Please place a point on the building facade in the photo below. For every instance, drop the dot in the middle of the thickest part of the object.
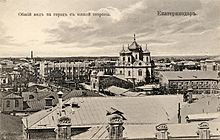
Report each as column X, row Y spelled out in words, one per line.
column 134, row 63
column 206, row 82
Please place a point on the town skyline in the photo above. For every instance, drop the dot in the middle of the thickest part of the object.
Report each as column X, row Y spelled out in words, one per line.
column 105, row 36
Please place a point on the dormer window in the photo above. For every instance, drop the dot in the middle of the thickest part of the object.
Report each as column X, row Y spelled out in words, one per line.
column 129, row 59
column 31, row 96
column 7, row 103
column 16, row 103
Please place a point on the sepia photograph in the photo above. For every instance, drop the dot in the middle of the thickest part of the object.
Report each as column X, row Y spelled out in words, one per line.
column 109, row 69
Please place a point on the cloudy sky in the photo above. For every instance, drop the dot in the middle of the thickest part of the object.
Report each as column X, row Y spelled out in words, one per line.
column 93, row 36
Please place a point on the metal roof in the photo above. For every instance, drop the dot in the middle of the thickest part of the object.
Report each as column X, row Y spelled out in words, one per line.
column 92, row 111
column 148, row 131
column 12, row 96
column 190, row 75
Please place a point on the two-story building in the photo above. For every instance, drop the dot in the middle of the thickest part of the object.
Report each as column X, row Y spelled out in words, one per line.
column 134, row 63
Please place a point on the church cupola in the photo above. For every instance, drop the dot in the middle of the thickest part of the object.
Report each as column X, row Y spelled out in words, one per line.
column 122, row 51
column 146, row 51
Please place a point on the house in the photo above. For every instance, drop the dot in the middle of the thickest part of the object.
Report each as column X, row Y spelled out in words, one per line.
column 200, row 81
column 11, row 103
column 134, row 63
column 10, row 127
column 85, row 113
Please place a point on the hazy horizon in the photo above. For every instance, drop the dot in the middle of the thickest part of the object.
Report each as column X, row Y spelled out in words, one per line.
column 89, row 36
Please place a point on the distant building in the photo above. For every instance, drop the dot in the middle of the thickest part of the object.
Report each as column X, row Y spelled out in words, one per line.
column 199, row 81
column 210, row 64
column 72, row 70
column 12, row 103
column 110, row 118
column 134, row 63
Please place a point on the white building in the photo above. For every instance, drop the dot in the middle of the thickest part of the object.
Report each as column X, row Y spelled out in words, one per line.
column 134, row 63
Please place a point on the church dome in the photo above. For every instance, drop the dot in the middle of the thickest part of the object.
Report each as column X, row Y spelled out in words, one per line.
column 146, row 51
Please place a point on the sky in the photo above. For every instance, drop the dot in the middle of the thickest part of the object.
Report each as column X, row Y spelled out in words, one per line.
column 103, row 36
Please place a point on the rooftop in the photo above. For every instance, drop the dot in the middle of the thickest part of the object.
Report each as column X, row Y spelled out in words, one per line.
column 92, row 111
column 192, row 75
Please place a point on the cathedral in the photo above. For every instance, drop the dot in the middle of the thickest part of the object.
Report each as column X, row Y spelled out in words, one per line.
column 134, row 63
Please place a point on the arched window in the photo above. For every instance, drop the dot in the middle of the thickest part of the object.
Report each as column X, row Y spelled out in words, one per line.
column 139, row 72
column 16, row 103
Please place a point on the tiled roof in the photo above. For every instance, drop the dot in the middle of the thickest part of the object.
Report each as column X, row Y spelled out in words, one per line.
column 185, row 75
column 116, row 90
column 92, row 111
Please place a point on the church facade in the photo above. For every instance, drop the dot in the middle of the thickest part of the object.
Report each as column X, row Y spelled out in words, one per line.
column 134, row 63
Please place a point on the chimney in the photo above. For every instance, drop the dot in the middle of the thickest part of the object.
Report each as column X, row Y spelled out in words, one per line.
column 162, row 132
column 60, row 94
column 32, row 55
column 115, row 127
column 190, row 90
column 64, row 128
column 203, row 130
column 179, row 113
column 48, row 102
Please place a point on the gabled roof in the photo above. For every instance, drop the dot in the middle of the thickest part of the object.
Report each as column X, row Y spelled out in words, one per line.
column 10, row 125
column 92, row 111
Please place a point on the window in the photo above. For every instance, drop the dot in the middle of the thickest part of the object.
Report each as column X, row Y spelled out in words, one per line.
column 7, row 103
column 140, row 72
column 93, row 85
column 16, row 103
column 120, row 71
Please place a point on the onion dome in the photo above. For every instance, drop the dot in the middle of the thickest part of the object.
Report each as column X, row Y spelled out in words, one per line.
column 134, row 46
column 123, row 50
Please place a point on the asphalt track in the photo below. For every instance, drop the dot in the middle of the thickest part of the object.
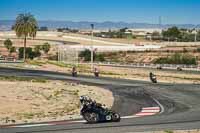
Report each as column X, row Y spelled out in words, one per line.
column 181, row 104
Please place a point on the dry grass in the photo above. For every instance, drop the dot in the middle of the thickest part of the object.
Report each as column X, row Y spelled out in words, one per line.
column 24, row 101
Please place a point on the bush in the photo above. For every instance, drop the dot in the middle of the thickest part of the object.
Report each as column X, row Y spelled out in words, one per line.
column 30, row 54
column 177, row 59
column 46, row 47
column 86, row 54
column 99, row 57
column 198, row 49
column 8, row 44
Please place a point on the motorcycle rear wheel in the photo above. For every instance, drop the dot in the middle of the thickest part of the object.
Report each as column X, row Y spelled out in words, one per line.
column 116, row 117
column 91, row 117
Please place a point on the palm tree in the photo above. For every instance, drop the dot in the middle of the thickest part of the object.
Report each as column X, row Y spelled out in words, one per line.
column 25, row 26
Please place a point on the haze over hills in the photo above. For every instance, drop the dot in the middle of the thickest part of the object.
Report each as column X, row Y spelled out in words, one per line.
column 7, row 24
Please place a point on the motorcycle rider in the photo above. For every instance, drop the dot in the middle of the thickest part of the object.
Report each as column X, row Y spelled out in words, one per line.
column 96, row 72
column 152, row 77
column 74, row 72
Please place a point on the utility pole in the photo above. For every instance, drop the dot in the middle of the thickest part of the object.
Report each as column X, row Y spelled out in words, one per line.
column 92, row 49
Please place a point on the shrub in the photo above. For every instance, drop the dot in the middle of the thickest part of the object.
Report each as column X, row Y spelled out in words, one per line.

**What you need to do:** Every line of the material above must be written out exactly, with no pictures.

**Completed exercise:**
Please place a point on the building facade in the photo below. For every instance, drop the dot in the middle of the thickest part of the object.
Report each as column X, row Y spelled out in words, one per line.
column 134, row 63
column 206, row 82
Please place a point on the town skyline in the photo above. For every instance, drop the dot in the middle of the thickest part of the object.
Report each as column X, row Y spelled out in words, one per line.
column 105, row 36
Please place a point on the dormer window in the photo above. For every instance, drop the dot in the middle of the thickest part of the object.
Report each as column X, row Y spelled out in words, one per line.
column 129, row 59
column 31, row 96
column 7, row 103
column 16, row 103
Please place a point on the sepia photograph in the photo above. For every instance, drop the dot in the middle of the thickest part of the object.
Report each as column X, row Y spelled out in words, one per line.
column 109, row 69
Please place a point on the cloudy sky in the photo above. For every instance, drop the dot in the middle of the thickest part of the object.
Report each as column X, row Y spelled out in words, one per line.
column 93, row 36
Please place a point on the metal roof in the photo above. For every instance, drop the dot in the middle of the thickest part of the object.
Report each as column X, row Y spelled out in words, one per line.
column 92, row 111
column 148, row 131
column 12, row 96
column 190, row 75
Please place a point on the two-story building in the photo above. For every instance, drop the dot in the middle of the thickest part of the object.
Report each as column X, row Y spelled out in words, one per line.
column 134, row 63
Please place a point on the church cupola in the photo above. For every instance, drop the dot in the middle of the thickest part of the object.
Report each as column X, row Y spelled out in words, one per line.
column 122, row 51
column 146, row 51
Please place a point on the house in the photo above. For every instance, drop the dot in the middle of the thickest part of the object.
Report each as column X, row Y spelled out in words, one per line.
column 200, row 81
column 11, row 103
column 134, row 63
column 10, row 127
column 85, row 113
Please place a point on the hazy horizon in the photo above. For every instance, drop the dot in the middle of the thickest part of the object.
Report each as column X, row Y spelled out in words, one per line.
column 89, row 36
Please place a point on the distant building in the photo above. For every instance, drop the dot in the middle of the thickest part of the object.
Report each as column X, row Y spelled out in words, one per line.
column 199, row 81
column 210, row 64
column 72, row 70
column 12, row 103
column 110, row 118
column 134, row 63
Please place a point on the white building in the photo above. For every instance, drop the dot in the middle of the thickest part of the object.
Report each as column X, row Y spelled out in words, one per line.
column 134, row 63
Please place a point on the church dome in the photo above. For every instance, drop the dot in the middle of the thickest part of the object.
Report each as column X, row Y spelled out in words, one per line.
column 146, row 51
Please place a point on the sky in the photo above. For every instance, drop the dot in the middle of the thickest part of the object.
Report each as column X, row Y spelled out in words, one per line.
column 103, row 36
Please place a point on the rooftop in the photo above. For every instance, drop the dot in the middle of the thickest part of the object.
Report each as column X, row Y spelled out in words, one per line.
column 92, row 111
column 192, row 75
Please place a point on the cathedral in the photo above. For every instance, drop the dot in the middle of the thickest part of the object.
Report each as column X, row Y spelled out in words, one per line.
column 134, row 63
Please place a point on the arched window in the photo above. For every instance, drop the dot in the middle of the thickest part of the object.
Report each as column X, row Y spelled out in words, one per line.
column 139, row 72
column 16, row 103
Please place a point on the tiled roof in the photo above. For every instance, drop the dot in the middle of the thickest part of the object.
Report each as column X, row Y spelled out in words, one per line.
column 185, row 75
column 116, row 90
column 92, row 111
Please place a point on the church facade in the photo above. For every instance, drop the dot in the middle of the thickest part of the object.
Report each as column X, row Y spelled out in words, one per line.
column 134, row 63
Please place a point on the chimney in the photo above. For every instance, drop the dot in the middle of the thickest part of the object.
Report each as column X, row Y spelled out in words, one per line.
column 162, row 132
column 60, row 94
column 32, row 55
column 115, row 127
column 190, row 90
column 64, row 128
column 203, row 130
column 179, row 113
column 48, row 102
Please place a point on the gabled roof in the photo above. For every instance, drop the dot in the middle of the thickest part of the object.
Report each as column X, row Y spelled out in words, one per line.
column 10, row 125
column 92, row 111
Please place a point on the window in the photo above. For every instance, drop the dot in the middle of the thickest part of the object.
Report each as column X, row Y spelled out in words, one per line.
column 7, row 103
column 140, row 72
column 93, row 85
column 16, row 103
column 120, row 71
Please place a point on the onion dome in the photo above. For every instance, drop the dot in the middle of the thickest part of the object.
Report each as column X, row Y spelled out in words, one per line.
column 134, row 46
column 123, row 50
Please place a point on the asphalt track in the photo below. For every instance, drop the dot in the middle of the thickest part of the object.
Report each as column X, row Y spelled out in words, one per line.
column 181, row 104
Please place a point on the dry grass in the photo above. For every instance, drop the dot in the middle of the thickest part of the object.
Report each as column X, row Y spelled out in words, one per line.
column 24, row 101
Please place a point on the bush in the photo above. For every instance, drop the dot in the middle of the thickest part of the object.
Report each as column X, row Y spelled out in words, one per line.
column 30, row 54
column 177, row 59
column 46, row 47
column 86, row 54
column 99, row 57
column 198, row 49
column 8, row 44
Please place a point on the motorcycle rear wheel in the photo above. For every instance, drop the dot in the middle of the thickest part of the object.
Report each as column X, row Y spelled out in words, one per line.
column 116, row 117
column 91, row 117
Please place a point on the palm tree in the photo above. For every instance, drop the dot in the middle of the thickest part of the object.
Report each as column X, row Y spelled out in words, one per line.
column 25, row 26
Please place a point on the haze over hills in the photo above. For every instance, drop the dot in the middle of the thickest part of the object.
Report each as column X, row Y spelled out in words, one per line.
column 7, row 24
Please place a point on the motorcycle rider in the photo above. For every instance, drop the dot in the middle of the thickest part of the object.
Report each as column X, row Y spelled out in words, one per line.
column 96, row 72
column 152, row 77
column 74, row 72
Please place a point on the utility pole in the photo above. For every instance, drop the dot in the middle of the thickest part of the object.
Report each as column X, row Y spelled out in words, one per line.
column 92, row 49
Please place a point on the shrub in the photo above. For every instance, drop the dot in the middle of the thickest part of the object.
Report each as column X, row Y spelled out in words, one per line.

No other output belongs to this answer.